STATED TASK →
Retype each entry below, keeping every character the same.
• • •
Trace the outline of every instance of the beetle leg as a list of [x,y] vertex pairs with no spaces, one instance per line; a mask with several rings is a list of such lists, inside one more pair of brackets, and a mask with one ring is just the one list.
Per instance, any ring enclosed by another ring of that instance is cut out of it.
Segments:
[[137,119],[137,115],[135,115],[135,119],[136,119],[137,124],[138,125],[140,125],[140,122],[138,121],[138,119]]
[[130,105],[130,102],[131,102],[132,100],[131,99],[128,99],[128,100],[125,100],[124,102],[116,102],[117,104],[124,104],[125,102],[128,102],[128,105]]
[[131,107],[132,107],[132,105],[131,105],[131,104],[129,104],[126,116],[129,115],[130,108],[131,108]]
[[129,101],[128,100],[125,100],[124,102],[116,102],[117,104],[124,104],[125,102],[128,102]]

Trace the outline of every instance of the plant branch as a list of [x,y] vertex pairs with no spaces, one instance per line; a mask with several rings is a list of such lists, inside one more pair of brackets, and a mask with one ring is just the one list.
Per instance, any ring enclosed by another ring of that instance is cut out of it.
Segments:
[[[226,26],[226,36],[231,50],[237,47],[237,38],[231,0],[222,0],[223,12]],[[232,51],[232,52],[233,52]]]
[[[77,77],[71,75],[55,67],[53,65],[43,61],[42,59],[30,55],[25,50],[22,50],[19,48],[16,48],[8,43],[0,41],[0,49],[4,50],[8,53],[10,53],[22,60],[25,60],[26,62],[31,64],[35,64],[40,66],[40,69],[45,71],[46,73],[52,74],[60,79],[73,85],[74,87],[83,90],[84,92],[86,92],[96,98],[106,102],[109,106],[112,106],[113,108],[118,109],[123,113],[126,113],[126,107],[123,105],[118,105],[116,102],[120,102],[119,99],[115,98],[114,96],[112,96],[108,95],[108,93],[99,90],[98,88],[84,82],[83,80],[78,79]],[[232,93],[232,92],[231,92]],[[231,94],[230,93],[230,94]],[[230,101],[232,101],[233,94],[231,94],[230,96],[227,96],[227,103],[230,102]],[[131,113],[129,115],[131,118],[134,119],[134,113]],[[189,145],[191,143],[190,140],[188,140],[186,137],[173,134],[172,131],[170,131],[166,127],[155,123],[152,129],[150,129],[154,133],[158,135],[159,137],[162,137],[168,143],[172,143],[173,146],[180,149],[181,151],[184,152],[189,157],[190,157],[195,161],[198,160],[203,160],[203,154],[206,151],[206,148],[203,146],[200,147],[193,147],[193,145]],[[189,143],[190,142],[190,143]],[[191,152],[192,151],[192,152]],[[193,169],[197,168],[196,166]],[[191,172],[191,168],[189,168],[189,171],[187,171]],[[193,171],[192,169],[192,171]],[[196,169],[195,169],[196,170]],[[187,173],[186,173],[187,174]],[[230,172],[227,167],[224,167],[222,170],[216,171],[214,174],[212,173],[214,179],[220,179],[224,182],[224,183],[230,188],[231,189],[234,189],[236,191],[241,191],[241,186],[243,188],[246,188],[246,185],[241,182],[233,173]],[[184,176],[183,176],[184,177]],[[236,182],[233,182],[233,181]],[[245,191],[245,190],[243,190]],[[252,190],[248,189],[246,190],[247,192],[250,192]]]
• • •
FINISHED TASK →
Trace the outline of every instance of the beetle leg as a list of [x,y] vertex pairs with no spaces, one instance per line; a mask with several rings is a list of such lists, inside one more pair of brackets, and a mask with one ring is just the one list.
Per instance, any ring enclosed by another ring of that instance is cut out of it.
Segments:
[[137,119],[137,115],[135,115],[135,119],[136,119],[137,124],[138,125],[140,125],[140,122],[138,121],[138,119]]
[[130,105],[130,102],[131,102],[132,100],[131,99],[128,99],[128,100],[125,100],[124,102],[116,102],[117,104],[124,104],[125,102],[128,102],[128,105]]
[[131,107],[132,107],[132,105],[131,105],[131,104],[129,104],[126,116],[129,115],[130,108],[131,108]]
[[129,101],[128,100],[125,100],[124,102],[116,102],[117,104],[124,104],[125,102],[128,102]]

Trace the outline of every instance of the plant branch as a list of [x,y] vertex pairs with no spaces, one instance per line; a mask with several rings is a list of such lists, inside one more pair of brackets, and a mask with one ring is just the one list.
Per instance, any ring enclosed by another ring of that instance is cut out of it.
Segments:
[[[226,26],[226,36],[231,50],[237,47],[237,38],[231,0],[222,0],[223,12]],[[232,51],[232,52],[233,52]]]
[[[77,77],[71,75],[55,67],[53,65],[43,61],[42,59],[30,55],[25,50],[22,50],[19,48],[16,48],[8,43],[0,41],[0,49],[4,50],[8,53],[10,53],[22,60],[25,60],[26,62],[31,64],[35,64],[40,66],[40,69],[45,71],[46,73],[52,74],[60,79],[73,85],[74,87],[83,90],[84,92],[86,92],[96,98],[106,102],[109,106],[112,106],[113,108],[118,109],[123,113],[126,113],[126,107],[123,105],[118,105],[116,102],[120,102],[119,99],[115,98],[114,96],[112,96],[108,95],[108,93],[99,90],[98,88],[84,82],[83,80],[78,79]],[[232,93],[232,92],[231,92]],[[231,94],[230,93],[230,94]],[[230,101],[232,101],[233,94],[231,94],[230,96],[227,96],[227,103],[230,102]],[[131,113],[129,115],[131,118],[134,119],[134,113]],[[189,145],[191,143],[190,140],[188,140],[186,137],[173,134],[172,131],[170,131],[166,127],[155,123],[152,129],[150,129],[154,133],[158,135],[159,137],[162,137],[168,143],[172,143],[173,146],[180,149],[181,151],[184,152],[189,157],[190,157],[195,161],[198,160],[203,160],[203,154],[206,151],[206,148],[203,146],[200,147],[193,147],[193,145]],[[189,143],[190,142],[190,143]],[[191,152],[192,151],[192,152]],[[193,169],[197,168],[196,166]],[[191,172],[191,168],[189,168],[189,171],[187,171]],[[193,171],[192,169],[192,171]],[[196,169],[195,169],[196,170]],[[187,173],[186,173],[187,174]],[[230,172],[227,167],[224,167],[222,170],[216,171],[214,174],[212,173],[214,179],[220,179],[224,182],[224,183],[230,188],[231,189],[234,189],[236,191],[241,191],[241,186],[243,188],[246,188],[246,185],[241,182],[233,173]],[[184,176],[183,176],[184,177]],[[236,182],[233,182],[233,181]],[[245,191],[245,190],[243,190]],[[252,190],[248,189],[246,190],[247,192],[250,192]]]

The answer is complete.